Please reproduce every one of the records below word for word, omitting the pictures.
--------------------
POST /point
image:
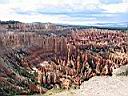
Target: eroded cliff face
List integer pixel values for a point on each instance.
(32, 63)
--------------------
### OUTPUT
POST /point
image:
Target: eroded cliff face
List integer pixel values for a point on each instance.
(32, 63)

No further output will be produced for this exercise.